:: Goal of the exercise ::
Going from the line that contains "Target: door knob" to the last line of the material below, repeat every line exactly.

:: Extracted material ::
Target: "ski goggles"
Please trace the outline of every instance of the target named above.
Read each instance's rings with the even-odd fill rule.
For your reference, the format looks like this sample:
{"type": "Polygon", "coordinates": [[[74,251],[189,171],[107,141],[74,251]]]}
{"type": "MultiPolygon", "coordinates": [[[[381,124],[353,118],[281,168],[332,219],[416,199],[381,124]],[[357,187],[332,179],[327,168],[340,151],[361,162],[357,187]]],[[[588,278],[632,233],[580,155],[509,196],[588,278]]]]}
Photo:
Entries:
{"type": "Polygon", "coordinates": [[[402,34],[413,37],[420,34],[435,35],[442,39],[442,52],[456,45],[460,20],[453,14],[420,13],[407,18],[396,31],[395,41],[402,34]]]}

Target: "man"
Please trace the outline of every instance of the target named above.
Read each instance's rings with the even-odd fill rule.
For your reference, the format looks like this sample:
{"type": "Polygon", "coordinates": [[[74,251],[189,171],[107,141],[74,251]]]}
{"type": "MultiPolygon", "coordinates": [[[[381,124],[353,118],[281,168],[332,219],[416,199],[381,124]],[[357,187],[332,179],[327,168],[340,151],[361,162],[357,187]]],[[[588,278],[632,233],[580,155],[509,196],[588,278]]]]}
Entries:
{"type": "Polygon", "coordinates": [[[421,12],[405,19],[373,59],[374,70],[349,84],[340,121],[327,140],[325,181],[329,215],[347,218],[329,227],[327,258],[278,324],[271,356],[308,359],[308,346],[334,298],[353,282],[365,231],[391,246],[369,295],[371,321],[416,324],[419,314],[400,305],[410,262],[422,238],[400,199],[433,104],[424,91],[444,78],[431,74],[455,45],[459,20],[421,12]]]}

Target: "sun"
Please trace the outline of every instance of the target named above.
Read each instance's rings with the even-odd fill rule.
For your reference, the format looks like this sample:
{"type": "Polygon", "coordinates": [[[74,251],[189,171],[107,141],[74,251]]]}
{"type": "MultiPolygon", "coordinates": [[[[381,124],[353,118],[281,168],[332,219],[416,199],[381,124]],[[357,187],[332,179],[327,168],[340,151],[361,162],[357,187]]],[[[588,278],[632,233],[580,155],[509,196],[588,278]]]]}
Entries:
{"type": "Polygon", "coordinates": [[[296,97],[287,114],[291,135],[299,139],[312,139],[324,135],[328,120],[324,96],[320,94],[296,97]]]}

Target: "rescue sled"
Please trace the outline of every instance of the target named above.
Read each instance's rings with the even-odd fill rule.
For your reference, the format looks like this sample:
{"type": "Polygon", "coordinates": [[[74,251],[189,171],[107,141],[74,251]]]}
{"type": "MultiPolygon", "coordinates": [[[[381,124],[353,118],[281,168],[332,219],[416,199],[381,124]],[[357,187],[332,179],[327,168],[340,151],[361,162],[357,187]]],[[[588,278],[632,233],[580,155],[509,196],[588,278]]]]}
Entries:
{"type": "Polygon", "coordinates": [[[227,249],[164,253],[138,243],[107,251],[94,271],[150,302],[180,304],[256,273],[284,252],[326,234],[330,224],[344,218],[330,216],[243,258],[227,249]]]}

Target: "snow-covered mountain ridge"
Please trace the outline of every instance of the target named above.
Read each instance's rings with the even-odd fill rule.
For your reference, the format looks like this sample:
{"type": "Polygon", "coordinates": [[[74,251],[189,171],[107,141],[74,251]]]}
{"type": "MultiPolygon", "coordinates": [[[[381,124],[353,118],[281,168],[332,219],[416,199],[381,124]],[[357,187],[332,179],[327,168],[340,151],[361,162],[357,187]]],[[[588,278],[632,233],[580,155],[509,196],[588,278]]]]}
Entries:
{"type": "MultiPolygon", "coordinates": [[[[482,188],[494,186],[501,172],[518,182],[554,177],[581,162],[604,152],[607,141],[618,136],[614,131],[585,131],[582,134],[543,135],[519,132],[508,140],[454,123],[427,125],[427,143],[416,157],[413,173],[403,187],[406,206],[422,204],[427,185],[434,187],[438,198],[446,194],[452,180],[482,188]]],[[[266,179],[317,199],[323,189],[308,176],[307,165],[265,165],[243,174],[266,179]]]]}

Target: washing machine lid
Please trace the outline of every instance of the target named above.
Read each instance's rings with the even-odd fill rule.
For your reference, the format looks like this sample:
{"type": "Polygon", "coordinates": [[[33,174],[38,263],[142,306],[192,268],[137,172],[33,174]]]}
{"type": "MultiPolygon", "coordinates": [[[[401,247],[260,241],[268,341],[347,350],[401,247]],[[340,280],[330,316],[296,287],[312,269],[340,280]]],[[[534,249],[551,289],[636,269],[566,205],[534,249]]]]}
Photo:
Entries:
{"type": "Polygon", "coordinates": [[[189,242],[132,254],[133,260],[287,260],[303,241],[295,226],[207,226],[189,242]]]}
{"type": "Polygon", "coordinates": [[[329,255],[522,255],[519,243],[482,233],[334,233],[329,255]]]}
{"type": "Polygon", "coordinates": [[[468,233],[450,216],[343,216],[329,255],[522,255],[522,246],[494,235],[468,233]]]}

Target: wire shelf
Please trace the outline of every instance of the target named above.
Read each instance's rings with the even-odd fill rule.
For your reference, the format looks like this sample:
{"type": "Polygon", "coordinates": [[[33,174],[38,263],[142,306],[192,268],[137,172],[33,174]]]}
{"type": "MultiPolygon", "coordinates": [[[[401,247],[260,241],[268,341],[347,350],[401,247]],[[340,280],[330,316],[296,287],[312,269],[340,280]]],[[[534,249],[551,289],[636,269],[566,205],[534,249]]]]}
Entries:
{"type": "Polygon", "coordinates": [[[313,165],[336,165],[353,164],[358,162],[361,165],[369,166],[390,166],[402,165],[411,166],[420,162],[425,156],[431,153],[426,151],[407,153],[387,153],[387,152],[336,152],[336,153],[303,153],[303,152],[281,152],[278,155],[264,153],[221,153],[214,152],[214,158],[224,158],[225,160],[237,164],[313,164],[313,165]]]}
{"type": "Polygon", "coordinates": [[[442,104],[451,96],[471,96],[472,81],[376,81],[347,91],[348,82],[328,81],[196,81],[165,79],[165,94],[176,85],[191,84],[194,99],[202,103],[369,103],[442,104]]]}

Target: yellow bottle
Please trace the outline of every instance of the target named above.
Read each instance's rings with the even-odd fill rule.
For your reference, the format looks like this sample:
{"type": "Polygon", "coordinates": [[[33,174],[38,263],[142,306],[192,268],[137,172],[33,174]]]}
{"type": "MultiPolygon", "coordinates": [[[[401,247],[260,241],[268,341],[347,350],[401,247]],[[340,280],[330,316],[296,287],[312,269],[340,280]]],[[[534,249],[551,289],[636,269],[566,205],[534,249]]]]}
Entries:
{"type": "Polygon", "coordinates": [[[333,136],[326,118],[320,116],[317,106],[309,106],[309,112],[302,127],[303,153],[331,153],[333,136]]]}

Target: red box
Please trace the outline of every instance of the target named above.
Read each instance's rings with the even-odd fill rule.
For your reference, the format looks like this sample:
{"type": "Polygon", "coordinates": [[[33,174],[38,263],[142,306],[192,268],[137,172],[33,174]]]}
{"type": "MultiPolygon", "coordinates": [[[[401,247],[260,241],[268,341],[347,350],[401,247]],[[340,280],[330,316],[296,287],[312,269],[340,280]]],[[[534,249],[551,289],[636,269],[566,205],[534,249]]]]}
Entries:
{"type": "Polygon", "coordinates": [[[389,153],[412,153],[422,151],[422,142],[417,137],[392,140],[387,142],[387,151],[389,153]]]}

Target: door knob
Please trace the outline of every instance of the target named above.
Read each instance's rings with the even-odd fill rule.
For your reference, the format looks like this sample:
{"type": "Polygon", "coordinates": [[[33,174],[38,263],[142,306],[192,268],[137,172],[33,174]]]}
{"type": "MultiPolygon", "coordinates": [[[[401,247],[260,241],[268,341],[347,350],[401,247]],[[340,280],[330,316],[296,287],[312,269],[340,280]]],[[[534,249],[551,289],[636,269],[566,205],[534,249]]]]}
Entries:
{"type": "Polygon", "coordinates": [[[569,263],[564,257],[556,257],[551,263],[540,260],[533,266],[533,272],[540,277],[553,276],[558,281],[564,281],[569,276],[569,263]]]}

:: Answer space ::
Target: door knob
Please trace the outline of every instance of the target named above.
Read each instance's rings with the even-odd fill rule.
For your reference, the format looks like this sample:
{"type": "Polygon", "coordinates": [[[33,174],[38,263],[142,306],[192,268],[137,172],[33,174]]]}
{"type": "MultiPolygon", "coordinates": [[[[401,247],[260,241],[268,341],[347,350],[401,247]],[[340,280],[330,316],[296,287],[312,269],[340,280]]],[[[534,249],[551,289],[636,269],[566,205],[534,249]]]]}
Entries:
{"type": "Polygon", "coordinates": [[[569,263],[564,257],[556,257],[551,263],[540,260],[533,266],[533,272],[540,277],[553,276],[558,281],[564,281],[569,276],[569,263]]]}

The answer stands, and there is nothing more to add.